ESTRATTO DELLA PAGINA:
※ ※ ※
Le
funzioni emergenti nella formazione dei docenti
Il tutor d’aula
Patrizia
Appari
“La qualità dell’istruzione dipende
dalla qualità degli insegnanti, dal cui sostegno dipende il successo
di ogni riforma.” (Rapporto OCSE, 1998)
Da
qualche anno nella normativa relativa alle azioni di formazione destinate
al personale della scuola si evince una nuova idea di
formazione in servizio,
la quale:
-
sostiene la necessità di finalizzare gli interventi formativi attraverso
percorsi completi che portano dall'analisi dei bisogni, per giungere
alla valutazione dei risultati;
-
si preoccupa di diversificare le azioni rispetto alle differenti necessità
di carattere organizzativo,specialistico/disciplinare o di settore;
-
invita all'integrazione delle tecnologie della comunicazione e dell'informazione
nei percorsi formativi;
-
promuove nuove figure professionali nel campo della formazione.
※ ※ ※
DATI FORNITI:
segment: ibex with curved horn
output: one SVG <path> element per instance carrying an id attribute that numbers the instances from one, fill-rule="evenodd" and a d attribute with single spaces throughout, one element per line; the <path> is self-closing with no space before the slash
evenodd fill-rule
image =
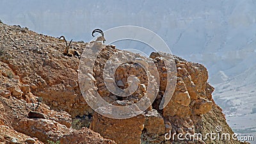
<path id="1" fill-rule="evenodd" d="M 102 41 L 102 42 L 103 42 L 103 44 L 105 43 L 106 39 L 105 39 L 105 38 L 104 37 L 104 33 L 103 33 L 103 31 L 101 30 L 100 29 L 94 29 L 94 30 L 92 31 L 92 36 L 93 36 L 93 37 L 95 36 L 93 35 L 93 34 L 94 34 L 95 33 L 99 33 L 101 34 L 101 36 L 97 37 L 95 41 L 96 41 L 96 42 L 97 42 L 97 41 Z"/>
<path id="2" fill-rule="evenodd" d="M 36 100 L 38 101 L 37 103 L 36 107 L 35 108 L 35 105 L 34 105 L 34 102 L 31 98 L 30 98 L 30 100 L 32 101 L 32 111 L 30 111 L 29 113 L 28 113 L 28 115 L 29 118 L 45 118 L 45 116 L 44 115 L 44 113 L 40 113 L 36 111 L 37 109 L 39 107 L 39 104 L 40 102 L 40 100 L 38 98 L 36 98 Z"/>
<path id="3" fill-rule="evenodd" d="M 68 45 L 68 43 L 67 42 L 66 38 L 65 38 L 65 36 L 61 35 L 59 38 L 59 39 L 61 39 L 61 38 L 63 38 L 63 40 L 65 40 L 65 42 L 66 43 L 66 48 L 64 50 L 63 54 L 65 56 L 70 56 L 70 57 L 74 56 L 76 56 L 78 58 L 79 58 L 80 57 L 80 53 L 77 51 L 76 51 L 75 49 L 70 49 L 69 47 L 70 46 L 71 42 L 72 42 L 72 41 L 73 40 L 71 39 L 70 42 L 69 42 L 69 44 Z"/>

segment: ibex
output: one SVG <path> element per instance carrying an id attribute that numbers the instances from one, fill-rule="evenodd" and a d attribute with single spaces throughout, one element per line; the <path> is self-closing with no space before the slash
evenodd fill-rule
<path id="1" fill-rule="evenodd" d="M 72 39 L 68 45 L 68 43 L 67 42 L 66 38 L 65 38 L 64 36 L 61 35 L 59 38 L 61 39 L 61 38 L 63 38 L 66 42 L 66 48 L 65 49 L 63 52 L 64 56 L 68 56 L 70 57 L 76 56 L 77 58 L 79 58 L 80 53 L 77 51 L 75 49 L 70 49 L 69 46 L 70 46 L 71 42 L 73 40 Z"/>

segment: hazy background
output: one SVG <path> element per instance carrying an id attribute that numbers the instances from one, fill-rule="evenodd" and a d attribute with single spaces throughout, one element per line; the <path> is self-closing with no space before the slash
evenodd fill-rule
<path id="1" fill-rule="evenodd" d="M 96 28 L 132 25 L 149 29 L 163 38 L 173 54 L 207 68 L 216 89 L 214 99 L 229 125 L 235 132 L 254 134 L 256 139 L 255 8 L 253 0 L 2 0 L 0 19 L 40 33 L 84 42 L 92 38 Z M 115 45 L 145 49 L 134 44 Z"/>

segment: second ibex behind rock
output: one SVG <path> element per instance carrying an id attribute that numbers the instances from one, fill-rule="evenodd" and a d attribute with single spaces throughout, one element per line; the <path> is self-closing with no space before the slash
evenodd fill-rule
<path id="1" fill-rule="evenodd" d="M 94 34 L 95 33 L 99 33 L 101 34 L 101 36 L 97 37 L 95 41 L 96 41 L 96 42 L 97 42 L 97 41 L 102 41 L 102 42 L 103 42 L 103 44 L 105 43 L 106 39 L 105 39 L 105 38 L 104 37 L 104 33 L 103 33 L 103 31 L 101 30 L 100 29 L 94 29 L 94 30 L 92 31 L 92 36 L 93 36 L 93 37 L 95 36 L 93 35 L 93 34 Z"/>
<path id="2" fill-rule="evenodd" d="M 77 58 L 79 58 L 80 53 L 75 49 L 70 49 L 69 47 L 70 46 L 72 40 L 71 40 L 71 41 L 69 42 L 69 44 L 68 45 L 68 43 L 67 42 L 66 38 L 65 38 L 64 36 L 62 35 L 59 38 L 61 39 L 61 38 L 63 38 L 63 40 L 65 40 L 65 42 L 66 43 L 66 48 L 65 49 L 64 52 L 63 52 L 64 56 L 70 56 L 70 57 L 76 56 Z"/>

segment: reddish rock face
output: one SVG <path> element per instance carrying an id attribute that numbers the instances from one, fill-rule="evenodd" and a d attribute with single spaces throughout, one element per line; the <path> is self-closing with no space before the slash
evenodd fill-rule
<path id="1" fill-rule="evenodd" d="M 204 134 L 214 131 L 216 126 L 221 126 L 225 132 L 234 133 L 221 108 L 212 99 L 214 88 L 207 82 L 206 68 L 164 53 L 161 53 L 164 58 L 175 62 L 177 81 L 172 99 L 163 109 L 159 109 L 170 82 L 166 77 L 163 58 L 154 52 L 150 58 L 157 68 L 160 85 L 152 106 L 141 115 L 124 120 L 111 119 L 94 113 L 90 128 L 99 133 L 78 127 L 81 129 L 76 130 L 71 127 L 74 125 L 71 124 L 72 118 L 86 119 L 84 116 L 91 117 L 93 113 L 80 92 L 77 78 L 79 60 L 64 56 L 65 43 L 58 38 L 3 23 L 0 23 L 0 143 L 193 143 L 179 141 L 176 137 L 166 141 L 164 136 L 170 131 Z M 75 42 L 70 46 L 82 53 L 88 50 L 86 46 L 89 44 Z M 113 45 L 102 45 L 104 49 L 95 61 L 92 74 L 95 88 L 109 103 L 120 106 L 136 104 L 148 94 L 147 72 L 134 63 L 120 65 L 115 73 L 118 86 L 127 88 L 131 83 L 127 77 L 134 75 L 139 81 L 138 88 L 127 97 L 112 94 L 104 83 L 102 70 L 111 54 L 127 52 Z M 145 60 L 145 57 L 140 58 L 140 61 Z M 33 110 L 31 99 L 35 101 L 36 98 L 42 100 L 36 113 L 44 115 L 40 118 L 45 118 L 27 117 Z M 199 140 L 195 143 L 211 142 Z M 235 140 L 214 142 L 241 143 Z"/>

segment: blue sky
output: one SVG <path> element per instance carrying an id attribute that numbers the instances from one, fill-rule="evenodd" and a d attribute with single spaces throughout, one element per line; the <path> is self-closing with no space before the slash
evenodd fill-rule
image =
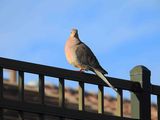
※ ※ ※
Puoi proseguire il testo sulla formazione dei docenti, ripartendo subito dopo l'ultimo punto dell'elenco?

RISPOSTA:
IL DOCENTE PROFESSIONISTA
Si
sta assistendo al passaggio da modelli di input basati sulle competenze
degli insegnanti a modelli di output centrati sul docente inteso come:
-
un professionista colto, il quale domina i nuclei fondanti
delle discipline (conoscenze dichiarative: quadri concettuali, connessioni,
linguaggi; conoscenze procedurali, metodologiche, immaginative, rappresentative);
-
un professionista riflessivo, che ritorna periodicamente
sulle esperienze quotidiane per cogliere relazioni, possibili rapporti,
dinamiche profonde, conflitti, fantasie che animano gli studenti;
-
un professionista creativo, in
grado di combinare in modo originale le variabili delle situazioni educative,
adattando le alle proprie strategie comunicative;
-
un tecnico che dimostra padronanza
delle strategie di trasmissione culturale, di informazione e comunicazione,
di sviluppo della relazione educativa. La formazione continua è
un processo in evoluzione che si proietta e si realizza nel tempo.
Le
azioni formative devono svilupparsi attraverso programmazioni caratterizzate
da continuità e sistematicità che permettano agli insegnanti di trasferire
quanto appreso nella pratica educativa e didattica.
Nascono
così nuove figure professionali destinate ad occuparsi di questi processi
in modo continuativo e competente, come il tutor
d'aula, già esistente nel sistema formativo aziendale
e citato da qualche tempo anche nei documenti del MIUR che si occupano
di formazione.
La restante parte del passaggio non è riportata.